== ÉNONCÉ DU PROBLÈME 1 ==
Dans les lignes de données placées après le texte, indiquez combien contiennent le mot « nose ». Donnez uniquement ce nombre.

Publié en ligne le 19 octobre 2010 - Rationalisme -

Prêcher des convaincus ?

Je viens de recevoir le premier numéro de mon abonnement [et] je l’ai lu de A à Z. Je trouve bien intéressants certains articles, mais dans l’ensemble je suis un peu déçu. Je vais vous expliquer pourquoi. […]

Rationaliste, sceptique, voire cynique (un peu), mais optimiste quand même. Lecteur de Scientific American depuis 1968, fan de feu Martin Gardner, Michael Shermer […], de Robert Park (Voodoo science, 2000), Mark Ridley, Richard Feynman (une idole !), Simon Singh (j’ai signé sa pétition et j’ai tout lu de ce qu’il a écrit), Richard Dawkins (tout lu ou presque), Stephen J. Gould, Isaac Asimov, et nombreux autres auteurs du genre […]. J’étais abonné à la revue Skeptic de Shermer, mais j’étais déçu, un peu pour les mêmes raisons que pour votre revue.

Comme pour celle de Michael Shermer : vous prêchez des convaincus ! La lecture de votre mise en page, très dense, n’est pas folichonne, en comparaison avec des revues du style Science et Vie. Certes, c’est mille fois plus sérieux, mais si nous voulons atteindre les gens qui sont influencés par la télé, par Internet, nous aurons du mal avec cette démarche.

Je trouve aussi que les thèmes (autres que le gros thème spécial de ce numéro 291) se répètent trop (comme chez Shermer) : astrologie, homéopathie, rayonnements magnétiques et autres charlataneries.

Je prends comme exemple l’interview avec Daniel Kunth : il a bien sûr parfaitement raison, tout ça c’est évident pour tous les lecteurs ou adhérents d’AFIS ; mais croyez-vous vraiment qu’avec ce genre d’article vous allez convaincre un adepte de l’astrologie de laisser tomber sa croyance ? […].

Ceci dit, la partie consacrée au débat sur le climat contenait quelques articles intéressants. Je suis par exemple, tout à fait d’accord avec l’analyse du livre d’Allègre (que j’ai lu) faite par Michel Naud. Quel gâchis ce livre ! Allègre discrédite finalement plus qu’il n’aide, alors qu’il a raison sur le fond, et qu’il pourrait être un ambassadeur important puisque déjà bien en vue, bien connecté !

== ÉNONCÉ DU PROBLÈME 2 ==
D'après le texte à lire, depuis quelle année la personne qui écrit lit-elle Scientific American ? Répondez en une phrase, s'il vous plaît.

== DONNÉES FOURNIES ==
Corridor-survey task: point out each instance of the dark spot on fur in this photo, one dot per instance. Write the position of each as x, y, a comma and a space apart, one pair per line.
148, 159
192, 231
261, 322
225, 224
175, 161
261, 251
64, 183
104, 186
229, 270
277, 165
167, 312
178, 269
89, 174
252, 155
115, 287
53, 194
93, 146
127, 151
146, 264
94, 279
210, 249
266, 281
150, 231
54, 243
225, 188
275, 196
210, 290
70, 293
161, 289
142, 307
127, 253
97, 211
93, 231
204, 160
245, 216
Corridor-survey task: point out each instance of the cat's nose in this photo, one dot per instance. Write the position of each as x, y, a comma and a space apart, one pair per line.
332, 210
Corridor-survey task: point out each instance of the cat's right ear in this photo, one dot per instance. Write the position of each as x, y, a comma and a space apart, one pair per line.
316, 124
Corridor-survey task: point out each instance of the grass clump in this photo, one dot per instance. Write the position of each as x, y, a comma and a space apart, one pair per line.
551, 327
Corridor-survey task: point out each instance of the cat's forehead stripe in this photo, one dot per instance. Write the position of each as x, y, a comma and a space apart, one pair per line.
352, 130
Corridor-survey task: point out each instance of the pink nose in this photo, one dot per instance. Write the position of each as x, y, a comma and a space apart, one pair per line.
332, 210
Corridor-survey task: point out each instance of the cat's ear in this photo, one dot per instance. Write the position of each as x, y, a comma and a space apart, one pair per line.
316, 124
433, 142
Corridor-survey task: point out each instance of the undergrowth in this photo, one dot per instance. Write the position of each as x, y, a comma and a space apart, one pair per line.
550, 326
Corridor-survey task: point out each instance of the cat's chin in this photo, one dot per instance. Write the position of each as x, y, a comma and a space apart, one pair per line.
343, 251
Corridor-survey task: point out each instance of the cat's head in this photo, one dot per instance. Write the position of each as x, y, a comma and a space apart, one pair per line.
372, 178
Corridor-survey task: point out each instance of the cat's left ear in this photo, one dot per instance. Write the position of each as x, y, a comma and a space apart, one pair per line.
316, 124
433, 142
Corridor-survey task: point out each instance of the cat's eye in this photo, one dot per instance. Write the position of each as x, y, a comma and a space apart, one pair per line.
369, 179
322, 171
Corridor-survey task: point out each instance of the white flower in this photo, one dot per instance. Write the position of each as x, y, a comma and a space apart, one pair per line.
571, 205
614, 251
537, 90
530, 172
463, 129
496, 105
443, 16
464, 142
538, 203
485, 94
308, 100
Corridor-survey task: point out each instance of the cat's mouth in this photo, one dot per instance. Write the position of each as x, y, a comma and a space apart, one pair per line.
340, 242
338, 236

== BONNE RÉPONSE 1 ==
2

== BONNE RÉPONSE 2 ==
Elle lit Scientific American depuis 1968.